EXERCISE OBJECTIVE ::
Needed from the data below: all lines that contain the word "each".

(Items from a data source)
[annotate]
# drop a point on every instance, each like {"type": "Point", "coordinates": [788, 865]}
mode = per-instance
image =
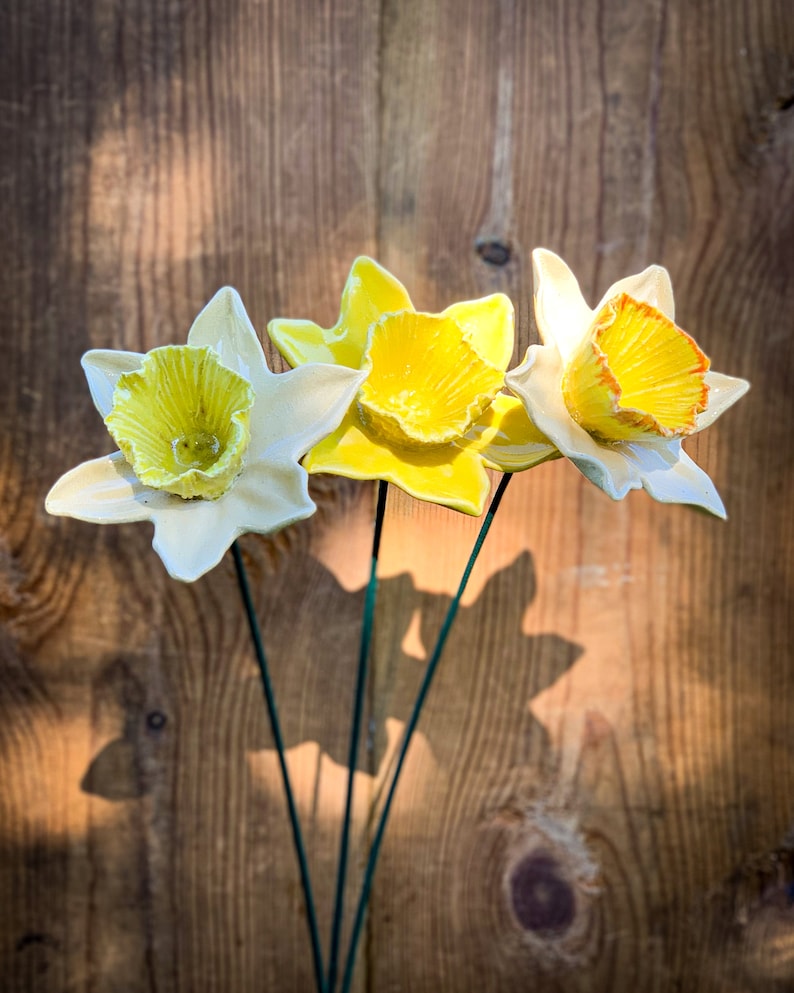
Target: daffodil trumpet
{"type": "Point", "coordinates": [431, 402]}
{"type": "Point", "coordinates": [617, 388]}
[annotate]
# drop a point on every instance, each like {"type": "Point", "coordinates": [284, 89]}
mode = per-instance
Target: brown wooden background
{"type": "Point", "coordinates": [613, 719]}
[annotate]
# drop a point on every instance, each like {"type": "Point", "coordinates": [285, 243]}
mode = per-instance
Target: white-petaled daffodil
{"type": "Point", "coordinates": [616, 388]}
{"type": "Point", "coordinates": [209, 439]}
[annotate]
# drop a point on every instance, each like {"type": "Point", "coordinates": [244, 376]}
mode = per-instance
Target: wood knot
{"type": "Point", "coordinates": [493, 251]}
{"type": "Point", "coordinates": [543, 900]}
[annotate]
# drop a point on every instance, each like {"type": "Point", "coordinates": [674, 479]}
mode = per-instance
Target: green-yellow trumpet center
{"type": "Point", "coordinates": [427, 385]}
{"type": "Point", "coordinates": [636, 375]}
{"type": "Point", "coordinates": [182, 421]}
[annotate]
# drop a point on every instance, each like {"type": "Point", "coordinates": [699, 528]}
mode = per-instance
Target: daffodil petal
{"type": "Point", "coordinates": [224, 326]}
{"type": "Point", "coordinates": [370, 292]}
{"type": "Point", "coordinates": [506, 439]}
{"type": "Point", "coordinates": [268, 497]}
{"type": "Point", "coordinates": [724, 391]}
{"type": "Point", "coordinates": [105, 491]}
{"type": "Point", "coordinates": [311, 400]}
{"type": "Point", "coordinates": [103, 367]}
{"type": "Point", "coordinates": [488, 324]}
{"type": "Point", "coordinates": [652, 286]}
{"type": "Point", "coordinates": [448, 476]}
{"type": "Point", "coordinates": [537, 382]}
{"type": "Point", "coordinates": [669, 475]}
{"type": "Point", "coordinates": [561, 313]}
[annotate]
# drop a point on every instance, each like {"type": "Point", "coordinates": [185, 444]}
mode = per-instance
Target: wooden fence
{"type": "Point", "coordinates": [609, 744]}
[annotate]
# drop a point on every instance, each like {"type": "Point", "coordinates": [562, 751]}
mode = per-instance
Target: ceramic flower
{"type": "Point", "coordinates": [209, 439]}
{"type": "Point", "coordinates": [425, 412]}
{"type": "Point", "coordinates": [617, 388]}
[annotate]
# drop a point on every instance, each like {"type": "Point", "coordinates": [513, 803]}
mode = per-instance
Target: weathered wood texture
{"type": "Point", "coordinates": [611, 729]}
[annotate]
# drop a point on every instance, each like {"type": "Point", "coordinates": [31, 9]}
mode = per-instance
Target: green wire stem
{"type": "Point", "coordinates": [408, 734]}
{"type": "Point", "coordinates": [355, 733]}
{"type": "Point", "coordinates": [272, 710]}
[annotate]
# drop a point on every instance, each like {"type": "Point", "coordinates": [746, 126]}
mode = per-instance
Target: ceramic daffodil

EXERCISE RESULT ::
# drop a point on every instance, each like {"type": "Point", "coordinates": [788, 865]}
# drop a point on every instance, each like {"type": "Point", "coordinates": [284, 89]}
# drop a point on every instance, each like {"type": "Point", "coordinates": [285, 243]}
# drop a point on every instance, each like {"type": "Point", "coordinates": [244, 376]}
# drop a point on every instance, each like {"type": "Point", "coordinates": [674, 479]}
# drop a point on every instance, each like {"type": "Point", "coordinates": [699, 528]}
# drop a point on every instance, each like {"type": "Point", "coordinates": [185, 444]}
# drop a point on every instance, each like {"type": "Point", "coordinates": [562, 751]}
# drop a point on every instance, each like {"type": "Point", "coordinates": [513, 803]}
# drop a point on every instance, each like {"type": "Point", "coordinates": [31, 9]}
# drop a point on every instance, each like {"type": "Point", "coordinates": [746, 126]}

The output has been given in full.